══ EXERCISE INPUTS ══

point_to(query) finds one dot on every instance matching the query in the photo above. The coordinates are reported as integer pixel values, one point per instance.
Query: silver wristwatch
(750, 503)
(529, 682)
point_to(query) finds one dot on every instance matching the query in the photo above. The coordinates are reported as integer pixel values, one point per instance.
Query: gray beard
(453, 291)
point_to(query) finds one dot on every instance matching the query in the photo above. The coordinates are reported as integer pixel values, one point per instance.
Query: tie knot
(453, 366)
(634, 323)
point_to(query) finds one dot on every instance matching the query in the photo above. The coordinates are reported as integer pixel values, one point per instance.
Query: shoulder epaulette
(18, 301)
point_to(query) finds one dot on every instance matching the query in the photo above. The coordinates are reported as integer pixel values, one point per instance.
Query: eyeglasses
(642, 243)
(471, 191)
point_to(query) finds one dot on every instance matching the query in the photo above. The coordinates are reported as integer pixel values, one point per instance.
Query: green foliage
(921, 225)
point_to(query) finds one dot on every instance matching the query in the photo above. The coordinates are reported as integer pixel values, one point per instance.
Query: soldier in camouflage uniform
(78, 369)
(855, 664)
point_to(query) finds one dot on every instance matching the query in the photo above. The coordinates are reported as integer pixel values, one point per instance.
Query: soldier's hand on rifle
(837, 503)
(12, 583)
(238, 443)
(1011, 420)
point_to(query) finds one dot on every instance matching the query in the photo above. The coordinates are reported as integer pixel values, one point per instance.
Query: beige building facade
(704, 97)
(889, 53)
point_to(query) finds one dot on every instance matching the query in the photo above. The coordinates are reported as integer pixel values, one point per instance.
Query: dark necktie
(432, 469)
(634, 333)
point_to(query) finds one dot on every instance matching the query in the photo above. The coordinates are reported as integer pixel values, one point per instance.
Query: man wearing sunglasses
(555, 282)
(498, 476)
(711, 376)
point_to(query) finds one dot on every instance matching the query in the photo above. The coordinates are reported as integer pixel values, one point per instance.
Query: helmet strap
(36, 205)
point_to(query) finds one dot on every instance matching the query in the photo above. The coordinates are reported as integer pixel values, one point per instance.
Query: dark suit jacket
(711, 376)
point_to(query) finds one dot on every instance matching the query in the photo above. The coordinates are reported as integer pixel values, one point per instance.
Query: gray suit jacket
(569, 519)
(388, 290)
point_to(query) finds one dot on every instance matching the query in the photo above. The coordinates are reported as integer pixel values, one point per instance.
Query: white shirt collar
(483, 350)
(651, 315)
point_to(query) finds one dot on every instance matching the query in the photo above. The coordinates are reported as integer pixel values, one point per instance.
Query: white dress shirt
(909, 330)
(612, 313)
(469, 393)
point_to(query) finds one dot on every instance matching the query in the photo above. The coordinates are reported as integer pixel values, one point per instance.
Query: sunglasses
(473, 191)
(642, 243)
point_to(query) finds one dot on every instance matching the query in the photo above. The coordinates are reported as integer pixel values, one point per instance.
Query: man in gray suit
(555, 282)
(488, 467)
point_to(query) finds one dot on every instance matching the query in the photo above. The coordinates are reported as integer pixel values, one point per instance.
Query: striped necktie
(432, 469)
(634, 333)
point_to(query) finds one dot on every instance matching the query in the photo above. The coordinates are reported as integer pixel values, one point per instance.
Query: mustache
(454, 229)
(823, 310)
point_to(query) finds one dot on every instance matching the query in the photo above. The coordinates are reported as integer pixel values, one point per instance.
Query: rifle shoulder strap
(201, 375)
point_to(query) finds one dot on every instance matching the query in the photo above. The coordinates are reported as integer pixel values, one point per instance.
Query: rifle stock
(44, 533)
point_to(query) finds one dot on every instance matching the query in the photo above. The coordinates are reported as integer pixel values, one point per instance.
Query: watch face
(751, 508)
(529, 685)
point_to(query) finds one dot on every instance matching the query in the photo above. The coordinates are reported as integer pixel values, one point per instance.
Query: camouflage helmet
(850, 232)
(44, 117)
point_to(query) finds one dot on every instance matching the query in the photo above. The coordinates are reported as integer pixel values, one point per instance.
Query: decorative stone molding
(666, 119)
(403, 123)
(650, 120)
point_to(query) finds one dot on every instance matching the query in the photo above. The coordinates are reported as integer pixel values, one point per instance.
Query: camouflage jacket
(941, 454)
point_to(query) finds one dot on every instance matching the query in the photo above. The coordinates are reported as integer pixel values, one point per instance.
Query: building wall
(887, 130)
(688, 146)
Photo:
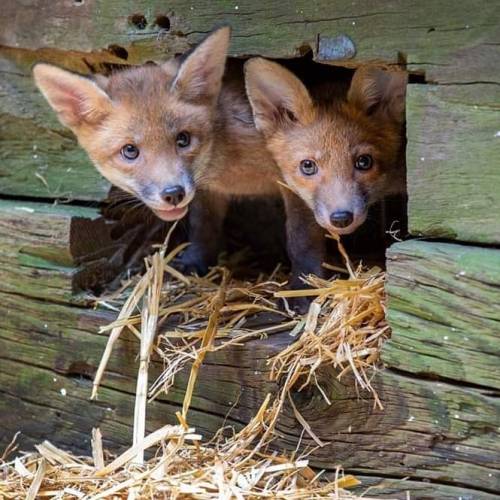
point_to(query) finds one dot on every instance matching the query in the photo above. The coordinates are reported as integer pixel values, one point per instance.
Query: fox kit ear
(199, 77)
(76, 100)
(276, 95)
(375, 90)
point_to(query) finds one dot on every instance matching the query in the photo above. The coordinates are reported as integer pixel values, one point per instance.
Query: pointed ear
(76, 100)
(278, 98)
(199, 77)
(375, 90)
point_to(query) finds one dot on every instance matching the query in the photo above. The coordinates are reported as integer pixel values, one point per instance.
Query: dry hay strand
(344, 328)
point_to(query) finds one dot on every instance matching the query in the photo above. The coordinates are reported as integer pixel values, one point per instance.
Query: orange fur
(332, 131)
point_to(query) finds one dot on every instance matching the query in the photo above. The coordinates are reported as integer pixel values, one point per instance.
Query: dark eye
(364, 162)
(130, 152)
(183, 140)
(308, 167)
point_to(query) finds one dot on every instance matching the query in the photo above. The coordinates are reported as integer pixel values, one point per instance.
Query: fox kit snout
(339, 155)
(147, 129)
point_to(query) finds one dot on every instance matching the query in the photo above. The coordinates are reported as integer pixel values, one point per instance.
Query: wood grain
(453, 155)
(451, 44)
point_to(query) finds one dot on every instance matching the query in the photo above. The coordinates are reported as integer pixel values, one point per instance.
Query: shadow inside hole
(118, 51)
(255, 227)
(138, 20)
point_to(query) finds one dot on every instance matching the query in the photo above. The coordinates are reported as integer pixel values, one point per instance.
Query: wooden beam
(437, 433)
(451, 44)
(444, 310)
(453, 155)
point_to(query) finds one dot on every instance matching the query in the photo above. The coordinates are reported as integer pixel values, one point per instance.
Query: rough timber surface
(452, 43)
(453, 158)
(442, 435)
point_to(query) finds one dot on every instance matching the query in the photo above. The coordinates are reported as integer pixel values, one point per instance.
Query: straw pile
(344, 328)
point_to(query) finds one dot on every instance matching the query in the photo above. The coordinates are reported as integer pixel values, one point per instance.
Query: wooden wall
(440, 388)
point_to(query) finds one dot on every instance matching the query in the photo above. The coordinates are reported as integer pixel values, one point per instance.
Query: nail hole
(118, 51)
(138, 20)
(163, 22)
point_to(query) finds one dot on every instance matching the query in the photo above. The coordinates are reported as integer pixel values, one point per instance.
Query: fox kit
(177, 137)
(339, 154)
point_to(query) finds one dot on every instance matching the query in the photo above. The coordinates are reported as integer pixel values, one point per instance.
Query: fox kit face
(338, 156)
(148, 130)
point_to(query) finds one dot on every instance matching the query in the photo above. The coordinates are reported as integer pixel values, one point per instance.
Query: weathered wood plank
(453, 43)
(444, 310)
(49, 350)
(453, 155)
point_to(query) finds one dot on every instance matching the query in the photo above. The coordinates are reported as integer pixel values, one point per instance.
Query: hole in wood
(163, 22)
(118, 51)
(138, 20)
(128, 233)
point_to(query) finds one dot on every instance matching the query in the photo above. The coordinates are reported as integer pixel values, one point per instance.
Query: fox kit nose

═══

== TASK DETAILS ==
Count how many lines in the rows above contain the string "wooden", matching case exactly. Reply with the number alone.

== ANSWER TO THIS EXERCISE ==
2